> DOCUMENT PASSAGE:
'''

Revision as of 23:16, 29 October 2008 by Philippe b (Talk | contribs)

Metabolic engineering of polyhydroxyalkanoate biosynthesis pathways

Human overpopulation combined with the current lifestyle urges the rational, efficient, and sustainable use of natural resources to produce environmentally friendly plastic materials such as polyhydroxyalkanoic acids (PHAs), whose production/degradation cycle reduces undesirable wastes and emissions. we hope that if we applied our system to pathways that have differentes cross linked intermediaries like the biosynthesis of PHA (figure 1), by the FIFO we will optimized the expression of the differentes genes in order to avoid waste producte that will increase impurities. Our strategy consists on replacing the RFP,CFP and YFP genes by the PhaA ,PhaB and PhaC genes in our final system (containing oscillation,FIFO,synchronisation modules).

This strategy is more efficient than a constitutive activation for 3 main reasons:

  • First, in this application the NADPH, which is a cellular metastable fuel, is used by the PhaB to synthesize bioplastic. This molecule is very important for many metabolic pathways in bacteria. A NADPH recuperation step is then needed to ensure other metabolic activities to go on. We can then make the hypothesis that if the PhaB is always activated the bacteria will get exhausted and die quickly. In our system, the bacteria will have a NADPH recuperation step, this is why we hope bacteria will live more than in an usual chemoreactor.

'''

> TASK LIST:
- a) In the passage on engineering PHA biosynthesis pathways, which genes replace the RFP, CFP and YFP genes in the final system?
- b) Reproduce the stretch of the PHA biosynthesis passage that opens with the words containing "Metabolic engineering of" and closes with "(containing oscillation,FIFO,synchronisation modules).".
- c) Carry the passage on engineering PHA biosynthesis pathways further, picking up after its last sentence.

> RECORDED INFORMATION:
'''

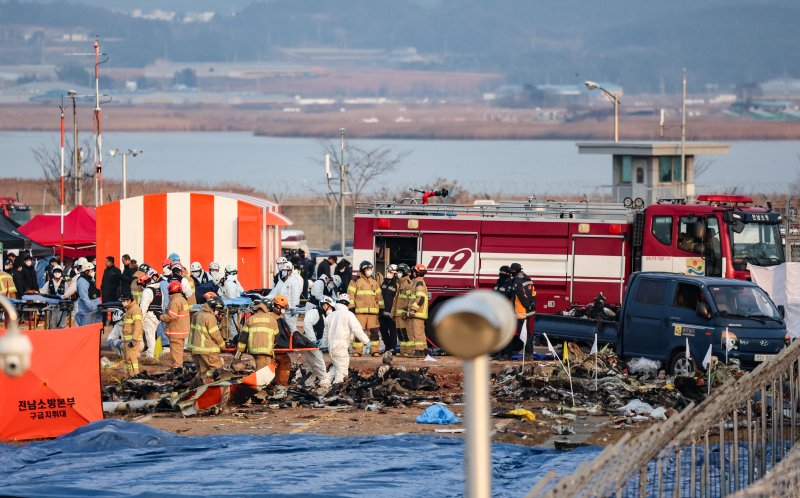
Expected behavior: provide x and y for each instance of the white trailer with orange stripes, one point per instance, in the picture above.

'''

> ANSWER SECTION:
- a) The PhaA, PhaB and PhaC genes.

- b)
Metabolic engineering of polyhydroxyalkanoate biosynthesis pathways

Human overpopulation combined with the current lifestyle urges the rational, efficient, and sustainable use of natural resources to produce environmentally friendly plastic materials such as polyhydroxyalkanoic acids (PHAs), whose production/degradation cycle reduces undesirable wastes and emissions. we hope that if we applied our system to pathways that have differentes cross linked intermediaries like the biosynthesis of PHA (figure 1), by the FIFO we will optimized the expression of the differentes genes in order to avoid waste producte that will increase impurities. Our strategy consists on replacing the RFP,CFP and YFP genes by the PhaA ,PhaB and PhaC genes in our final system (containing oscillation,FIFO,synchronisation modules).

- c)
  • Secondly, we hope that our system will increase the purity and the rate of PHA obtain because we don't activate the 3 genes simultaneously, instead of that we activate by a FIFO order system the 3 genes so we will avoid lost of acetoacetylcoA or others important intermediary product in others metabolic pathways.


In conclusion,our bacterioclock can be use to obtain many polymers or proteins fibers that their production pass by a lot of methabolic cross linked intermediary, in those situations the FIFO order may optimized the purity and the rate of the final products.